Short exercise: Report every line of the items below that contains the word "dark", copying each one in full. Case counts.

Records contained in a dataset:
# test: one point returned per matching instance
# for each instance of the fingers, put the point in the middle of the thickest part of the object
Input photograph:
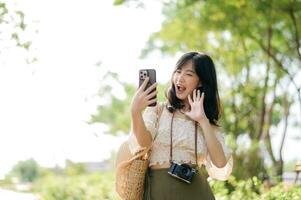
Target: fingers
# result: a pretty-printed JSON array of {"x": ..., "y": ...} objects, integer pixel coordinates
[
  {"x": 143, "y": 85},
  {"x": 151, "y": 88},
  {"x": 151, "y": 95},
  {"x": 202, "y": 96},
  {"x": 152, "y": 101}
]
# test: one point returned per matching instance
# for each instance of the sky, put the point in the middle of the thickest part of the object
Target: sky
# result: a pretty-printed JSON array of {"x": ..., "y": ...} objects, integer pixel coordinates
[{"x": 44, "y": 106}]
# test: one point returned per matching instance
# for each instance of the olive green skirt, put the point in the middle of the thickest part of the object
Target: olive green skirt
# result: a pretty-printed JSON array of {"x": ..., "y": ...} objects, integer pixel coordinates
[{"x": 159, "y": 185}]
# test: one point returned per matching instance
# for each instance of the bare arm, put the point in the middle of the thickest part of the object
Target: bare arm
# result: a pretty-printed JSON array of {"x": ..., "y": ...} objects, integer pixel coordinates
[
  {"x": 215, "y": 149},
  {"x": 143, "y": 136},
  {"x": 197, "y": 113},
  {"x": 140, "y": 101}
]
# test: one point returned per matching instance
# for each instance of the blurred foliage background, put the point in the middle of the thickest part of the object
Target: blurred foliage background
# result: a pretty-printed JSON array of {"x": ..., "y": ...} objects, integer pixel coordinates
[{"x": 256, "y": 48}]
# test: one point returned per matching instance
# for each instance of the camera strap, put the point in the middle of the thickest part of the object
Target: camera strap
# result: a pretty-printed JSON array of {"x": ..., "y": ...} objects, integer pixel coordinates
[{"x": 195, "y": 142}]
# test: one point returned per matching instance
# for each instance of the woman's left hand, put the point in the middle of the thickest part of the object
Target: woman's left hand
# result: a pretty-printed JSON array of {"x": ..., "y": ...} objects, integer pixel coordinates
[{"x": 197, "y": 112}]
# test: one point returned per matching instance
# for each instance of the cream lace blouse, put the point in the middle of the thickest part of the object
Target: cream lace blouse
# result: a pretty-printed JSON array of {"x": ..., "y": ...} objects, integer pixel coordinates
[{"x": 183, "y": 143}]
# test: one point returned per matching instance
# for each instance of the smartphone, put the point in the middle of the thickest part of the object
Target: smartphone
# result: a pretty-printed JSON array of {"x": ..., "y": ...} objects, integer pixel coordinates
[{"x": 151, "y": 73}]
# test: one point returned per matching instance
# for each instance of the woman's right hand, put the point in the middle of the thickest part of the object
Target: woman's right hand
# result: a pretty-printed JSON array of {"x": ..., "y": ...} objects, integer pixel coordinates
[{"x": 143, "y": 98}]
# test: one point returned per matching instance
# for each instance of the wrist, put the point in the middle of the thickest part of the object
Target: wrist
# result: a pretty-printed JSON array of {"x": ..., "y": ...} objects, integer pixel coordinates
[{"x": 204, "y": 122}]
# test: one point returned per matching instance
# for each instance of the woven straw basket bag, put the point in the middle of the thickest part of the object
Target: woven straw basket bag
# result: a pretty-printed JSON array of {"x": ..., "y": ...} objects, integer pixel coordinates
[
  {"x": 130, "y": 174},
  {"x": 131, "y": 169}
]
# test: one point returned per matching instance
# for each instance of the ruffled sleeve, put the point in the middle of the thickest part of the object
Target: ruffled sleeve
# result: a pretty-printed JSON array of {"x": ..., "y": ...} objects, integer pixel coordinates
[
  {"x": 150, "y": 119},
  {"x": 215, "y": 172}
]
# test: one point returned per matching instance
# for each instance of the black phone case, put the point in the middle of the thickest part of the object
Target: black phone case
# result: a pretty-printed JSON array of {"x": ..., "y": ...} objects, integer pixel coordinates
[{"x": 151, "y": 73}]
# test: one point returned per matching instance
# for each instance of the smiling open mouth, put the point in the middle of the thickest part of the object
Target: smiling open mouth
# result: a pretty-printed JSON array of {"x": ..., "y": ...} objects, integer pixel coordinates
[{"x": 181, "y": 88}]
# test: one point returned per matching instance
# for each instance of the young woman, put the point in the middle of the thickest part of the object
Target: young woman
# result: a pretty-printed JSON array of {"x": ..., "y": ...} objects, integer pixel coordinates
[{"x": 185, "y": 135}]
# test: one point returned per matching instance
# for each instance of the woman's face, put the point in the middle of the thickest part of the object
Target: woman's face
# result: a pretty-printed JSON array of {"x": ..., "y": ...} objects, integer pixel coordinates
[{"x": 185, "y": 80}]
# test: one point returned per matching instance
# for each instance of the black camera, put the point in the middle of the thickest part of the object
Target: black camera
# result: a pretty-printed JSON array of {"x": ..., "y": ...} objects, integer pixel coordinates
[{"x": 182, "y": 171}]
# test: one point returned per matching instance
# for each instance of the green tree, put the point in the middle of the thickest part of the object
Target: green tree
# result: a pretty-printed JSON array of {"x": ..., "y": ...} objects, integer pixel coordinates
[
  {"x": 13, "y": 27},
  {"x": 26, "y": 171}
]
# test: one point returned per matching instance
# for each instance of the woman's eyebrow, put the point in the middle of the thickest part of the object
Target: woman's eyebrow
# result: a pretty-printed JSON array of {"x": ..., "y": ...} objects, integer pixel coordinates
[{"x": 190, "y": 70}]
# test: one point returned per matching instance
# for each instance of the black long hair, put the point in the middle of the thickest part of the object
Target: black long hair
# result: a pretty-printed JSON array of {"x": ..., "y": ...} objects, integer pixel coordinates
[{"x": 205, "y": 70}]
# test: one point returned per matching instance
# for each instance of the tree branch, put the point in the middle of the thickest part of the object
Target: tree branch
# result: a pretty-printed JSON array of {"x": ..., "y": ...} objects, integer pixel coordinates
[{"x": 297, "y": 39}]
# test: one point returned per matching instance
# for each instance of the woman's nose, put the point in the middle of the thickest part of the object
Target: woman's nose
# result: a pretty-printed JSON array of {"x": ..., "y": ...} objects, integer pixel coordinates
[{"x": 181, "y": 78}]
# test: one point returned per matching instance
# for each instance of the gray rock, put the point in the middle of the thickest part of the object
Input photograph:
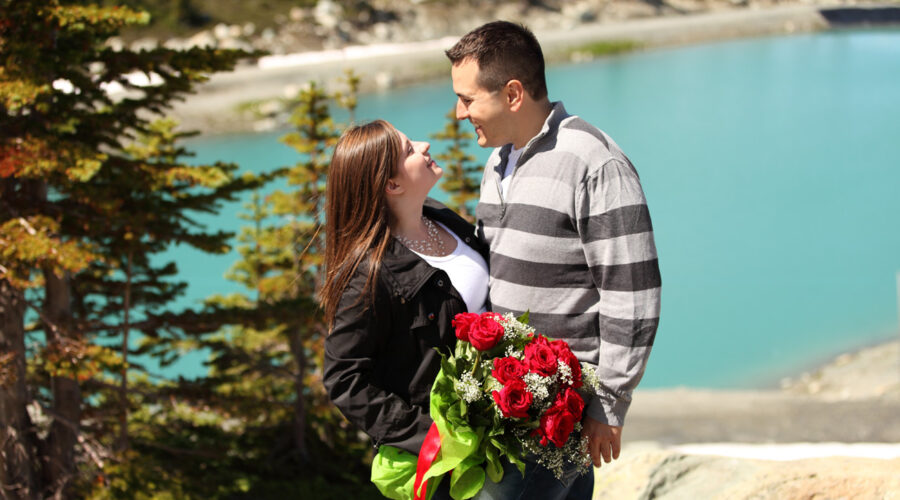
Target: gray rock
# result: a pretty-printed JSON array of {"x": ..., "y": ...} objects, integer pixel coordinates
[
  {"x": 144, "y": 44},
  {"x": 328, "y": 13},
  {"x": 203, "y": 39},
  {"x": 221, "y": 31}
]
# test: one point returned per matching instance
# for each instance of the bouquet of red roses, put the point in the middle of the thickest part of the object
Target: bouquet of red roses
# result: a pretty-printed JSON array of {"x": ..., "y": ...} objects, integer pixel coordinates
[{"x": 505, "y": 391}]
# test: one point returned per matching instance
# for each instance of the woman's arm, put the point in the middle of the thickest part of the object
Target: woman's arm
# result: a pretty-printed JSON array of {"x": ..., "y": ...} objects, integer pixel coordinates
[{"x": 351, "y": 356}]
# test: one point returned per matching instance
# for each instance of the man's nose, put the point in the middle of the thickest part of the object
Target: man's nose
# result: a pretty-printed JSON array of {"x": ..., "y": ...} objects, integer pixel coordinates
[{"x": 461, "y": 112}]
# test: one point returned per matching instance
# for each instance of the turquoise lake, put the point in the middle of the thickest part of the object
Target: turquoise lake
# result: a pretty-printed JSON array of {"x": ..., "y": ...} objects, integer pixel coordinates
[{"x": 772, "y": 171}]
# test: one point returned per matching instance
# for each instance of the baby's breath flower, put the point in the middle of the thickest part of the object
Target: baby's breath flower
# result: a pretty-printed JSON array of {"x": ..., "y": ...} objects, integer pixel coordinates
[
  {"x": 564, "y": 373},
  {"x": 468, "y": 388},
  {"x": 537, "y": 385},
  {"x": 511, "y": 351},
  {"x": 589, "y": 377}
]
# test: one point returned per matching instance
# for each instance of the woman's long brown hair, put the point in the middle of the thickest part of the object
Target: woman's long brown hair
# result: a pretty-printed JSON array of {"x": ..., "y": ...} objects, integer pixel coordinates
[{"x": 356, "y": 210}]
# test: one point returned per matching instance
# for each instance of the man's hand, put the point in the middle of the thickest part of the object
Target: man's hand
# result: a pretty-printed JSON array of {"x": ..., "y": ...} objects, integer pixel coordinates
[{"x": 603, "y": 440}]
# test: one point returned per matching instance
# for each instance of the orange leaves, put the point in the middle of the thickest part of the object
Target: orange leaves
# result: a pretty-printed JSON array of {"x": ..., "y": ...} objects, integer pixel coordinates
[
  {"x": 79, "y": 360},
  {"x": 35, "y": 158},
  {"x": 32, "y": 242},
  {"x": 8, "y": 375}
]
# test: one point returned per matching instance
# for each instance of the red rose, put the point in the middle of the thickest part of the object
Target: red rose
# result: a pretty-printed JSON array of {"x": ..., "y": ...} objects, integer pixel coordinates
[
  {"x": 572, "y": 402},
  {"x": 508, "y": 369},
  {"x": 514, "y": 399},
  {"x": 558, "y": 422},
  {"x": 485, "y": 332},
  {"x": 556, "y": 425},
  {"x": 540, "y": 357},
  {"x": 463, "y": 323},
  {"x": 564, "y": 354}
]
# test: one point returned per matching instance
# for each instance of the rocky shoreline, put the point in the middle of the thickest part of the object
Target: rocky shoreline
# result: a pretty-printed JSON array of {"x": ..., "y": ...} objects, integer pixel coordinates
[
  {"x": 406, "y": 47},
  {"x": 829, "y": 433}
]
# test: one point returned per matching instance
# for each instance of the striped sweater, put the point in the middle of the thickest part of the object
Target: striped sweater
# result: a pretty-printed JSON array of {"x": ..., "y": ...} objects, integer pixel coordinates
[{"x": 571, "y": 242}]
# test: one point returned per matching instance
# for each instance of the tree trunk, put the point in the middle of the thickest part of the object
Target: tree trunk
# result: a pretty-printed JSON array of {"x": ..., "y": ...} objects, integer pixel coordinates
[
  {"x": 123, "y": 381},
  {"x": 296, "y": 340},
  {"x": 65, "y": 390},
  {"x": 18, "y": 478}
]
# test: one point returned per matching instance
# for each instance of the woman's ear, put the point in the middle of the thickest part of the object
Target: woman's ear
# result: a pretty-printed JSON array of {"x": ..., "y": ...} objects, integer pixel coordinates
[
  {"x": 515, "y": 94},
  {"x": 393, "y": 188}
]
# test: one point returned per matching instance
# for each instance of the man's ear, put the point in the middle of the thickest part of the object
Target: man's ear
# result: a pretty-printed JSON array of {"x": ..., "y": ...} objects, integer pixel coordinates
[
  {"x": 515, "y": 94},
  {"x": 393, "y": 188}
]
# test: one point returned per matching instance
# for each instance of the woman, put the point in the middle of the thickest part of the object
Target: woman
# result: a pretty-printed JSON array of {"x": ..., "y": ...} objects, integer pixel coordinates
[{"x": 399, "y": 267}]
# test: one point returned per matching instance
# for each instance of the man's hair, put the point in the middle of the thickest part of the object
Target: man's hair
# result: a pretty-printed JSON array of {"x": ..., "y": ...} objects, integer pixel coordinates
[{"x": 504, "y": 51}]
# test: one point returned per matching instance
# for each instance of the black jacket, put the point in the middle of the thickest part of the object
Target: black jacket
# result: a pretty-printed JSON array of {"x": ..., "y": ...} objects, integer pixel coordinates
[{"x": 380, "y": 362}]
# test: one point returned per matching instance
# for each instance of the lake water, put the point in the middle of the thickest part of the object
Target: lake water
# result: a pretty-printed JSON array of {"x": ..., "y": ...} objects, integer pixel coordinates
[{"x": 772, "y": 171}]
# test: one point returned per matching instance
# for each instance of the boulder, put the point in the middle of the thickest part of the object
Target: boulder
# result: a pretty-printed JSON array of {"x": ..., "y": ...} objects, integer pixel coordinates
[{"x": 661, "y": 474}]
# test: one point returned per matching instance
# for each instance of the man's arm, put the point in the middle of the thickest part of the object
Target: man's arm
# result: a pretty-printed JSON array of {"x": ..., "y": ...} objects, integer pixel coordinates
[{"x": 617, "y": 236}]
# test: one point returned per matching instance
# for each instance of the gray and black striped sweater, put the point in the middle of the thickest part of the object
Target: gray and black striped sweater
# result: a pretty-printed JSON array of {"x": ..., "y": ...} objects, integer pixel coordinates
[{"x": 571, "y": 242}]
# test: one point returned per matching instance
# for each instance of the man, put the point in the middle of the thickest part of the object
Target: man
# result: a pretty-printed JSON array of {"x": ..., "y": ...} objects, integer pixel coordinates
[{"x": 569, "y": 231}]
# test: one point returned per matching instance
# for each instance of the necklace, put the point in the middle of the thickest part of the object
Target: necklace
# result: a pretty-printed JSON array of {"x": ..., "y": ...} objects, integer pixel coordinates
[{"x": 432, "y": 245}]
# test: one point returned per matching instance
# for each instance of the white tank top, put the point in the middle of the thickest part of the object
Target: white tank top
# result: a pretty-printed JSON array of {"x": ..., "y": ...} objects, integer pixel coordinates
[{"x": 467, "y": 271}]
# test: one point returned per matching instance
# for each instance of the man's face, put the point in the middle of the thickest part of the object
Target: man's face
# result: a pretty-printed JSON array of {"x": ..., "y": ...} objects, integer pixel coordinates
[{"x": 485, "y": 109}]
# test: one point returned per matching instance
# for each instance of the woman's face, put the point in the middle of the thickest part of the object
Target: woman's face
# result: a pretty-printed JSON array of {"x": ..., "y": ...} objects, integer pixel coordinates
[{"x": 417, "y": 173}]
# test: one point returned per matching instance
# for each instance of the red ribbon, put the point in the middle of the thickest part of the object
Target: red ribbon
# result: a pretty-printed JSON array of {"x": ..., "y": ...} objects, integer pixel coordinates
[{"x": 427, "y": 453}]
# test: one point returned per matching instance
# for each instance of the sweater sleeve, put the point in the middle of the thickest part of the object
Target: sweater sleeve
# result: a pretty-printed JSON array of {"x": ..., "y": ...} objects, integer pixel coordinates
[
  {"x": 617, "y": 236},
  {"x": 351, "y": 351}
]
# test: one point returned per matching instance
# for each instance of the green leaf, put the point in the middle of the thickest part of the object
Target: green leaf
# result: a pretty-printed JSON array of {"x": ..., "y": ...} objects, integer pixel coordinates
[{"x": 524, "y": 317}]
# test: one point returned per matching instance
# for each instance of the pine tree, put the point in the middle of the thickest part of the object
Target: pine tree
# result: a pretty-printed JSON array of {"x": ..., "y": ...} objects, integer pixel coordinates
[
  {"x": 459, "y": 167},
  {"x": 266, "y": 366},
  {"x": 63, "y": 160}
]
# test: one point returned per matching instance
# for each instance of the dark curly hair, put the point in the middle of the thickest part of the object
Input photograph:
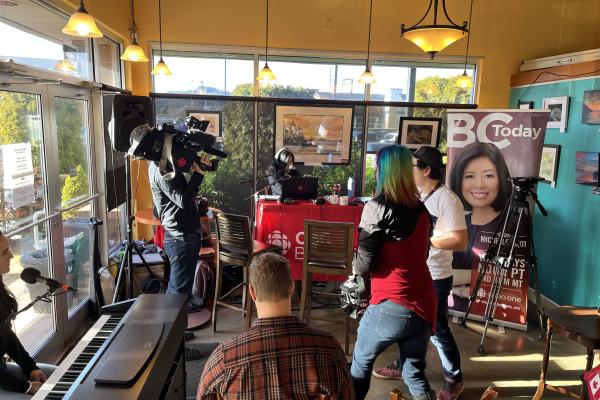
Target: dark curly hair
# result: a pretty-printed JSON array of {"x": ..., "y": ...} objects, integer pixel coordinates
[{"x": 477, "y": 150}]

Worked solution:
# for each instance of the dark curly hair, put the point in the middle of the thickest part of the object
Target: dark curly hair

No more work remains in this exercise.